# Canard PC & Canardpc.com > Actualité canardpc.com > [Journal de bord] Canard PC l'émission - #14

## Izual

Ce soir, à 20h, on sera en direct sur Twitch pour notre quatorzième émission.




https://www.twitch.tv/canardpc

----------


## gros_bidule

Excellente émission. C'est toujours un plaisir de vous regarder  ::):  !

Question idiote : vous ferez un jour un quizz où il faut retrouver à quel jeu appartient un code de triche ou exploit' ? Ou les codes des niveaux. Ex : 
- sous G-Police, ère Playstation, "pantalon" était le code d'accès d'un des derniers niveaux, je ne sais pas où ils allaient chercher ça...
- haut bas gauche droite A start : indice, cheat code d'un des premiers gros jeu sur Megadrive (et ça fait un très bon code WiFi, tapé en toutes lettres)

Sur ce, bonne nuit !

----------


## Yog-Sothoth

C'est allé au dessus des 1000 spectateurs !

----------


## Ruvon

> C'est allé au dessus des 1000 spectateurs !

OBJECTIF - Reprenez tout ce qui va de « ## gros_bidule » jusqu'à « bonne nuit ! » dans le fil de discussion ci-dessus, en renommant « Megadrive » en « Mega Drive ».

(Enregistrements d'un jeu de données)
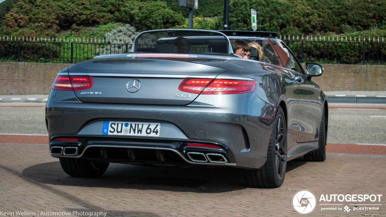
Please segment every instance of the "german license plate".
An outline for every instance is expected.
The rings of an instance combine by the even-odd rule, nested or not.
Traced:
[[[160,123],[104,121],[103,135],[159,137]]]

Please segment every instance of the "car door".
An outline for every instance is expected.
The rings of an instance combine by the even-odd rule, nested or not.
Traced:
[[[281,41],[273,39],[274,46],[284,68],[294,73],[297,84],[296,125],[298,132],[296,142],[303,143],[317,141],[319,136],[322,109],[321,89],[310,80],[300,63],[288,47]]]
[[[262,42],[263,56],[264,61],[270,63],[266,64],[263,68],[267,71],[276,73],[278,76],[284,75],[282,80],[281,92],[286,97],[287,102],[287,148],[289,150],[296,146],[296,139],[299,132],[297,124],[298,96],[296,89],[299,84],[295,81],[293,70],[288,70],[284,67],[280,58],[279,54],[274,47],[276,42],[269,38],[264,39]]]

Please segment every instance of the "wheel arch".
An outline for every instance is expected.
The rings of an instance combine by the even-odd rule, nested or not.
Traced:
[[[328,103],[327,100],[325,100],[323,105],[324,109],[324,127],[325,129],[326,139],[327,139],[327,135],[328,132]]]
[[[286,122],[288,124],[288,117],[287,114],[287,103],[284,100],[282,100],[279,103],[279,106],[281,107],[284,112],[284,117],[286,119]]]

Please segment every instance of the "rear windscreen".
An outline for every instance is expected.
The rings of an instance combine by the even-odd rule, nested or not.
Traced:
[[[162,31],[140,35],[134,51],[161,53],[229,53],[228,40],[215,32],[198,31]]]

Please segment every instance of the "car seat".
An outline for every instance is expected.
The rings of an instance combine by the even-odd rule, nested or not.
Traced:
[[[208,48],[210,53],[227,53],[227,45],[223,42],[211,42]]]
[[[158,49],[160,52],[159,53],[164,54],[177,54],[178,53],[178,48],[170,44],[161,44],[154,47]]]
[[[260,59],[260,56],[259,54],[259,51],[257,49],[253,47],[251,47],[252,50],[251,51],[251,55],[249,56],[250,59],[254,60],[259,60]]]
[[[137,52],[148,52],[150,53],[160,53],[159,50],[156,48],[151,48],[149,47],[146,48],[138,48],[137,49]]]

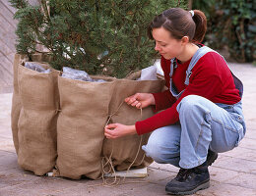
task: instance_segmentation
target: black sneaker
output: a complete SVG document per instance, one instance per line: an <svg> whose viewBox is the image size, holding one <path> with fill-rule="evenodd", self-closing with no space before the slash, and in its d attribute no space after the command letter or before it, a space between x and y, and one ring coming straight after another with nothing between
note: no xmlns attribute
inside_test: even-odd
<svg viewBox="0 0 256 196"><path fill-rule="evenodd" d="M189 195L209 187L210 174L204 164L194 169L180 169L177 176L166 184L165 191L172 195Z"/></svg>
<svg viewBox="0 0 256 196"><path fill-rule="evenodd" d="M212 164L215 162L215 160L217 160L217 158L218 158L218 153L209 149L207 154L207 160L206 160L207 165L212 166Z"/></svg>

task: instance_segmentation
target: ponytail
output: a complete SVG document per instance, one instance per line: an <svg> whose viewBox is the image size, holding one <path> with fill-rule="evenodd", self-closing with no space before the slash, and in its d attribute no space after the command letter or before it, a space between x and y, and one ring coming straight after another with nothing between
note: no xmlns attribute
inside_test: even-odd
<svg viewBox="0 0 256 196"><path fill-rule="evenodd" d="M152 30L163 27L170 36L181 39L188 36L191 42L201 42L207 29L206 16L200 10L185 11L181 8L170 8L157 16L148 27L149 38L153 39Z"/></svg>
<svg viewBox="0 0 256 196"><path fill-rule="evenodd" d="M193 42L202 42L207 29L207 19L203 12L200 10L194 10L194 16L192 17L196 24L196 30L193 37Z"/></svg>

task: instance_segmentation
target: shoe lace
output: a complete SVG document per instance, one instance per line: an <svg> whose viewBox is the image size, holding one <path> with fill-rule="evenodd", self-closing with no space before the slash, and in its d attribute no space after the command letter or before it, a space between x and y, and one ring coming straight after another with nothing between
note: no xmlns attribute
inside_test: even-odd
<svg viewBox="0 0 256 196"><path fill-rule="evenodd" d="M192 172L193 169L180 169L175 178L181 181L186 180Z"/></svg>
<svg viewBox="0 0 256 196"><path fill-rule="evenodd" d="M188 172L188 169L180 169L176 177L183 177L187 172Z"/></svg>

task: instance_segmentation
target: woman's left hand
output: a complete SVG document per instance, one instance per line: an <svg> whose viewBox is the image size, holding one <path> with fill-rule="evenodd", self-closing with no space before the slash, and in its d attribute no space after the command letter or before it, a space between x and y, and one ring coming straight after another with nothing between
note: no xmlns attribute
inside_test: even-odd
<svg viewBox="0 0 256 196"><path fill-rule="evenodd" d="M121 123L109 123L105 126L104 130L104 135L108 139L115 139L136 133L135 125L124 125Z"/></svg>

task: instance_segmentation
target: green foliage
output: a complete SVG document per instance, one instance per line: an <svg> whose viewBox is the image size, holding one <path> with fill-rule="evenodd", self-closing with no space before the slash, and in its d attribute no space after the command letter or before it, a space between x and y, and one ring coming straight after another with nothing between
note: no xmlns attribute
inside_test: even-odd
<svg viewBox="0 0 256 196"><path fill-rule="evenodd" d="M186 6L176 0L41 0L40 7L10 2L18 9L18 53L40 52L39 44L50 51L57 70L68 66L117 77L156 58L154 42L147 37L153 18L177 3Z"/></svg>
<svg viewBox="0 0 256 196"><path fill-rule="evenodd" d="M238 62L256 61L256 0L193 1L209 20L207 32L215 48L228 46Z"/></svg>

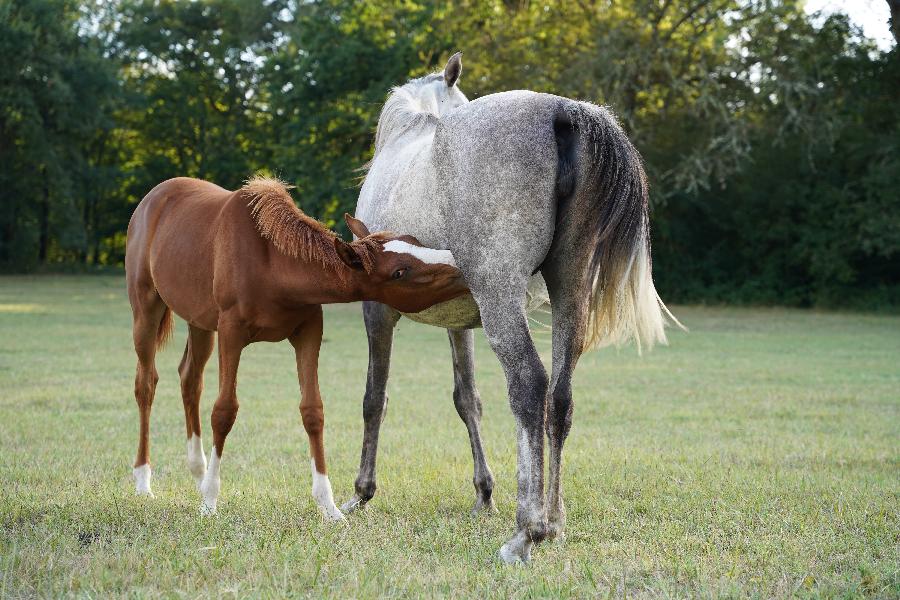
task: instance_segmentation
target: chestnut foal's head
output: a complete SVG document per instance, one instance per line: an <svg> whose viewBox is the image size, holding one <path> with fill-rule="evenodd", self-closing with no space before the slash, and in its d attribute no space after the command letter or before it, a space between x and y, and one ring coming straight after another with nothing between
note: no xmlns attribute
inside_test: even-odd
<svg viewBox="0 0 900 600"><path fill-rule="evenodd" d="M372 268L366 273L367 300L377 300L401 312L420 312L469 291L449 250L426 248L411 235L369 233L365 224L348 214L347 226L361 240L374 240ZM364 272L363 261L351 244L334 238L338 256L351 269Z"/></svg>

RÉSULTAT ATTENDU -
## gros_bidule

Excellente émission. C'est toujours un plaisir de vous regarder  ::):  !

Question idiote : vous ferez un jour un quizz où il faut retrouver à quel jeu appartient un code de triche ou exploit' ? Ou les codes des niveaux. Ex : 
- sous G-Police, ère Playstation, "pantalon" était le code d'accès d'un des derniers niveaux, je ne sais pas où ils allaient chercher ça...
- haut bas gauche droite A start : indice, cheat code d'un des premiers gros jeu sur Mega Drive (et ça fait un très bon code WiFi, tapé en toutes lettres)

Sur ce, bonne nuit !